What is being asked: Could you carry on the guide to nonprofit marketing plans below, starting after its last sentence?

##### Text passage #####

How to Create a Nonprofit Marketing Plan: 9-Step Framework and Template

Nonprofit Marketing Plan Strategies and Template

Developing a marketing plan for your nonprofit is often a daunting task, especially when team members with marketing or communications responsibilities are busy keeping up with social media, email newsletters, and website updates.

But carving out some time to create a strategic marketing communications plan with clear objectives and goals is worth the effort.

In this guide, we introduce the nonprofit marketing strategy framework we use to help nonprofit leaders navigate the marketing planning process. We’ll also share a downloadable template you can use to streamline your planning process.

Why is a Marketing Plan Important for your Nonprofit?

If you are a nonprofit marketing leader, you may be in the position of having to convince other members of your leadership team that devoting time to marketing strategic planning is worthwhile.

Or perhaps you’ve been asked to lead the creation of a marketing strategic plan and you’re not sure where to start.

Before we jump into the process, let’s look at why a marketing or communications strategic plan can be such a powerful tool for your organization.

  • Taking time for marketing communications strategic planning forces you to step back from day-to-day marketing activities and consider how marketing fits into broader organizational objectives. You’ll find yourself having higher-level, strategic conversations with other teams within your organization, to understand how marketing can support their work. As a nonprofit marketing or communications professional, you’ll often come away from the strategic planning process with a better understanding of how your work fits in to the organization as a whole.

##### Excerpted data #####

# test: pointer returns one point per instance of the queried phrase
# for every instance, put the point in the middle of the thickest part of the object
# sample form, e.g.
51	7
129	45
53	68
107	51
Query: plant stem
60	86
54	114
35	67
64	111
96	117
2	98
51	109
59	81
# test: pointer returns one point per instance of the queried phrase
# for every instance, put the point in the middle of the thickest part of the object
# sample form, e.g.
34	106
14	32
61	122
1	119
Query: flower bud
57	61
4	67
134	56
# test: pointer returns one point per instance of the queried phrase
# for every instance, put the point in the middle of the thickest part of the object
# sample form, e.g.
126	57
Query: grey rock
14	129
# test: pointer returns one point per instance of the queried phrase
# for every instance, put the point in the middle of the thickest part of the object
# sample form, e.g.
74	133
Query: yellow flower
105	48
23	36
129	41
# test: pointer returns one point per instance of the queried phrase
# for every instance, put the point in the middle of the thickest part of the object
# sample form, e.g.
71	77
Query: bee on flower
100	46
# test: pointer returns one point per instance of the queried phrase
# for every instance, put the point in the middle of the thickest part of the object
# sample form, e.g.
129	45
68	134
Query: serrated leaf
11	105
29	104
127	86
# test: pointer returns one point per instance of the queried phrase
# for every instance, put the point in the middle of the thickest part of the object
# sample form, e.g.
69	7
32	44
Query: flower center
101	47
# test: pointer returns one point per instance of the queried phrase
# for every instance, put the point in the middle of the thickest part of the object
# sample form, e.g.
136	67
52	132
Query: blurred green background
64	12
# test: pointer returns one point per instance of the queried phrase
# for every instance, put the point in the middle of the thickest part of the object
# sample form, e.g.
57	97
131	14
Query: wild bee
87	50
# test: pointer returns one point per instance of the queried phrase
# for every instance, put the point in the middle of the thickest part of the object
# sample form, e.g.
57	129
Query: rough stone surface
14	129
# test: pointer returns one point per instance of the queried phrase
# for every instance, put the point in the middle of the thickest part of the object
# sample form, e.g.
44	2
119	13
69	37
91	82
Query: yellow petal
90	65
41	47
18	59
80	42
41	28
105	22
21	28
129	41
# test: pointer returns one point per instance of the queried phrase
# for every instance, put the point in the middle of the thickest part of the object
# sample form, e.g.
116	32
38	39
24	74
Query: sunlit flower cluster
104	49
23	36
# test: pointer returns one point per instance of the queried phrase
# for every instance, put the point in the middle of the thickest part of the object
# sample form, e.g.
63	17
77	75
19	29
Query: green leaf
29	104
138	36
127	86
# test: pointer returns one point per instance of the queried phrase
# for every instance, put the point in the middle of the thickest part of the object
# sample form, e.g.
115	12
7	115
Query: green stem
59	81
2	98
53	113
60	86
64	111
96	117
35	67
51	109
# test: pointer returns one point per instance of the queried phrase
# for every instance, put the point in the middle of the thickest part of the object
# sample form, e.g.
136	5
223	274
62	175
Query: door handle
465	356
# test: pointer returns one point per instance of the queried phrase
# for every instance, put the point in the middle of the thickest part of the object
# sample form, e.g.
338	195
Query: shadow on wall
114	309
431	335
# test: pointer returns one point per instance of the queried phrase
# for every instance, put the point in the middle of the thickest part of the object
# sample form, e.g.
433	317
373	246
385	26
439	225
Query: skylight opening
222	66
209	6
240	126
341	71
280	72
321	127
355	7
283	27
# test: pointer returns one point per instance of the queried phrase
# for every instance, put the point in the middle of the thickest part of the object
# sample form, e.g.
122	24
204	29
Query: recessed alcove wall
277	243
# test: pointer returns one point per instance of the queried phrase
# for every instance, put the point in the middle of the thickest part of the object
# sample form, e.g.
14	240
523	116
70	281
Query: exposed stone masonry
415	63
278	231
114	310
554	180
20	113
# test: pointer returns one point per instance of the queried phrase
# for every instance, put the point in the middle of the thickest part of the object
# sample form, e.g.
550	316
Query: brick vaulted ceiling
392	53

#####

Task output:
  • Creating a marketing plan encourages you to establish specific objectives and goals. Since so much of effective marketing is about running experiments to see what works, having clear goals and measurement plans allows you to get better and running experiments and learning from the results. Over time, goals and measurement plans will help you become a more effective marketer.
  • Developing a marketing plan brings clarity about how much you can realistically achieve within your current resource constraints, meaning people, time, and budget. Once you understand the connection between marketing success and resources, you will be in a stronger position to advocate for more people, time, or budget when your organization’s marketing objectives require it.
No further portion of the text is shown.